INSTRUCTION:
Reproduce all of the entries below word for word, leaving the pictures out of your answer.

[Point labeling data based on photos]

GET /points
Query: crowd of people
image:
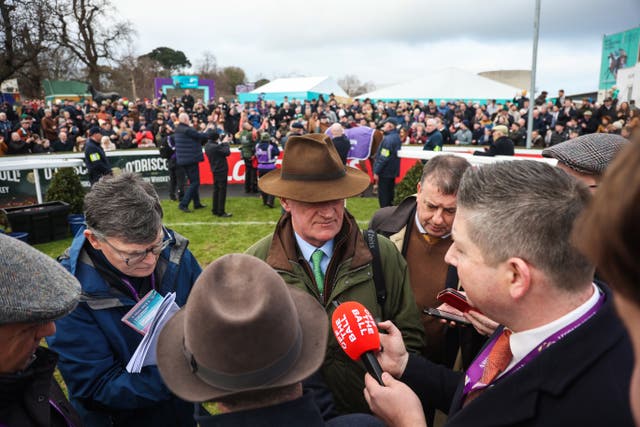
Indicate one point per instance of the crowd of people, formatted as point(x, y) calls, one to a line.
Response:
point(544, 345)
point(519, 241)
point(143, 123)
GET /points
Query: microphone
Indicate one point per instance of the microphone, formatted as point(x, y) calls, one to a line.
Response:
point(357, 333)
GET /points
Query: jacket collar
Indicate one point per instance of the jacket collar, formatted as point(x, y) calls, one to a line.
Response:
point(402, 215)
point(552, 372)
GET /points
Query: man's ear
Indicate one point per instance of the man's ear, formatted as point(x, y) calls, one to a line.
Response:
point(518, 273)
point(93, 240)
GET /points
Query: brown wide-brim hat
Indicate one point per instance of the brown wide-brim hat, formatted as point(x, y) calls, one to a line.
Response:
point(242, 329)
point(313, 172)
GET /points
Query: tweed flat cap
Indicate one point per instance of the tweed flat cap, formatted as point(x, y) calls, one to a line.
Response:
point(33, 287)
point(589, 154)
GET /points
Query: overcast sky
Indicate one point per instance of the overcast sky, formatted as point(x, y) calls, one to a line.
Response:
point(386, 42)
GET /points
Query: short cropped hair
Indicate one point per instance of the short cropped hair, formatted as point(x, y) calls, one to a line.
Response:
point(526, 209)
point(445, 171)
point(609, 231)
point(125, 207)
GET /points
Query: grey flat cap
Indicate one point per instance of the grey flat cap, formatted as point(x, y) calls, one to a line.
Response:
point(33, 287)
point(589, 154)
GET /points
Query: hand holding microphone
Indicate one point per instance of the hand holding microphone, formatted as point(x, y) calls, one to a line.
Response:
point(357, 333)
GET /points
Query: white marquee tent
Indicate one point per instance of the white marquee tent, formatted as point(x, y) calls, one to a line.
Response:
point(297, 87)
point(447, 84)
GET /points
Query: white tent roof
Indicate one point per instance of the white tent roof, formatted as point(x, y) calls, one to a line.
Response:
point(322, 84)
point(448, 83)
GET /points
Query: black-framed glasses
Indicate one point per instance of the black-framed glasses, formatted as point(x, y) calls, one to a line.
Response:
point(132, 258)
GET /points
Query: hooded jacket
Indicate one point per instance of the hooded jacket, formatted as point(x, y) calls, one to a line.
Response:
point(95, 345)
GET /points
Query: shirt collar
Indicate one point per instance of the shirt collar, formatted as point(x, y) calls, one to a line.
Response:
point(522, 343)
point(308, 249)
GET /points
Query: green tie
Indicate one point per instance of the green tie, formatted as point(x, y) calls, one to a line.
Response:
point(316, 257)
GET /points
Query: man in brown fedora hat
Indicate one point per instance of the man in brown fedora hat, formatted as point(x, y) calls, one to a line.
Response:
point(318, 247)
point(247, 347)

EXPECTED OUTPUT:
GET /points
Query: crowd of people
image:
Indicate one point per instance of the crowd of people, formatted as point(x, y) calls, one to a line.
Response:
point(544, 345)
point(519, 241)
point(143, 123)
GET /points
Query: microphone
Indicate one point per instance of the microphone, formatted as point(x, y) calls, one to a line.
Response:
point(357, 333)
GET /points
Query: jacket collar
Indicate one point per instance of the jacket collar, formatted as point(x, y) calls, one to a line.
Response:
point(402, 215)
point(552, 372)
GET /points
Query: man's ear
Indicate one point per instance of the man's ear, formatted as point(x, y) calls, one to a line.
Response:
point(518, 273)
point(93, 240)
GET /points
Query: brown wide-brim hat
Indicate one point per instance of the brown wide-brim hat, formatted as point(x, y) calls, one to a line.
Response:
point(242, 329)
point(313, 172)
GET /points
Query: tweed flat cap
Indicate one point per instance of the tweed flat cap, formatted as point(x, y) calls, one to a line.
Response:
point(33, 287)
point(589, 154)
GET /points
Query: overcast sky
Indicate one point per instance of the overcast sky, formatted as point(x, y) calls, one to a line.
Response:
point(386, 42)
GET /points
Query: short cropped hair
Indicate one point per instance of the short cropped hair, formatted as point(x, y) calls, one to a line.
Response:
point(526, 209)
point(445, 171)
point(609, 231)
point(125, 207)
GET /points
Query: grey flat cap
Indicate one point per instance of the grey flat cap, formatted as point(x, y) calls, one to a line.
Response:
point(33, 287)
point(589, 154)
GET /points
Query: hand holding microphone
Indicate one point per instance of the hand holding microphone, formatted as point(x, y) calls, one to a line.
Response:
point(357, 333)
GET /points
Query: white marquee tent
Indicate one point per instance of the white marquee tent, formatted as point(x, y) calls, one to a line.
Response:
point(297, 87)
point(447, 84)
GET /points
Query: white tent roof
Indicate one point per instance of the white tent roof, formatted as point(x, y) calls, one to a line.
Response:
point(322, 84)
point(448, 83)
GET /points
Query: black-framed glasses
Indicate one point per instance of the black-framed glasses, formatted as point(x, y) calls, one to a line.
Response:
point(132, 258)
GET /points
Query: hooded jacket
Indicate one point per instance of the hooded jacket, formatted as point(x, y) calls, one to a line.
Response:
point(95, 345)
GET /points
Query: shirt collar
Indicate one point per instance of the shirt collar, formatted as point(x, y) calls, one to a line.
Response:
point(522, 343)
point(308, 249)
GET /points
Query: green tie
Indicate one point per instance of the green tie, formatted as point(x, y) calls, one to a line.
Response:
point(316, 257)
GET /points
Query: man in brown fedora hat
Indicate one point per instance of the man in brown fedora hat, formatted as point(x, y) calls, one to a line.
Response:
point(318, 247)
point(247, 347)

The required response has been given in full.